* [Task brief] Can you lay out every line of the listing below as a JSON list of strings, one string per line, with blank lines left out?

--- Start Dataset entries ---

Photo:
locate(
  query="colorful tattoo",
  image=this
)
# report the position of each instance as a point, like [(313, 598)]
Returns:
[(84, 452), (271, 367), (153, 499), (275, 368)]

--- End Dataset entries ---

* [Full output]
[
  "Photo:",
  "locate(",
  "  query=\"colorful tattoo\",",
  "  image=this",
  ")",
  "# report the position of each instance as a point, like [(313, 598)]",
  "Returns:",
  "[(84, 452), (271, 367), (153, 499), (275, 368)]"
]